- TO-DO LIST
• 1. In the forum post about modifying a Hornby 040 chassis:
(a) Which version of the chassis does the writer recommend using?
(b) What controller was the writer's remit to use?
(c) What drill sizes appear in the list of what you will need?
• 2. Reproduce the forum post on the Hornby chassis word for word, from "I've managed to" to "rods are irrelevant.".

Postby Geeky Gecko » Sat Aug 02, 2014 4:09 pm

I've managed to find time recently to sit down and modify another Hornby 040 chassis by including a second stage of gearing to improve the slow running capabilities. Hopefully I can now find the time post a 'How to ...' guide.
Just to make sure there is no confusion here is a picture of the model in question, and a picture after the modifications have been made. I recommend using the chassis with cylinders, as they should help retain strength. The connecting rods are irrelevant.
Image Image
Here are some drawings.
Image Image
Since the article was written for the Railway Modeller, I have improved and simplified the design.
My remit was to improve the slow running characteristics of these models whilst using the basic Hornby controller. Although not relevant here, this design should still fit within the confines of the Class 06 Diesel and the Saddletank Loco (after some modifications to the running plate), and require the minimum of expenditure.
You will need:
Styrene sheet (plasticard) of thickness 1mm (40 thou) and 0.25mm (10 thou)
Styrene cement (I like Revell Contacta Liquid) and superglue or contact adhesive
Steel Rule
Knife
Junior Hacksaw Blade
Side cutters
Bent nose pliers
Drills (1.5, 2.0, 2.5, 3.0)
2.0mm rod
2.0mm top hat bearings
Gearwheels and Worm (Squires GS0220, GS0200 (optional), GS0305)

[Records from a dataset]
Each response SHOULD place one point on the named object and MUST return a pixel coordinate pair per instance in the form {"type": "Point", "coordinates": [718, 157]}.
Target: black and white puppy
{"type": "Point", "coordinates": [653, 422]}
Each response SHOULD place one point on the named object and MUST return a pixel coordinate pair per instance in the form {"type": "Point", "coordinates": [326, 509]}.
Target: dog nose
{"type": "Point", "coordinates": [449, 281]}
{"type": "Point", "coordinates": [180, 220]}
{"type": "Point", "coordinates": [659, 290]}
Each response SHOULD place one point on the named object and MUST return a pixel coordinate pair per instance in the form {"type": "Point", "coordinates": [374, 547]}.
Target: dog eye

- SOLUTIONS TO THE TASKS
• 1.
(a) The chassis with cylinders.
(b) The basic Hornby controller.
(c) 1.5, 2.0, 2.5 and 3.0.

• 2.
I've managed to find time recently to sit down and modify another Hornby 040 chassis by including a second stage of gearing to improve the slow running capabilities. Hopefully I can now find the time post a 'How to ...' guide.
Just to make sure there is no confusion here is a picture of the model in question, and a picture after the modifications have been made. I recommend using the chassis with cylinders, as they should help retain strength. The connecting rods are irrelevant.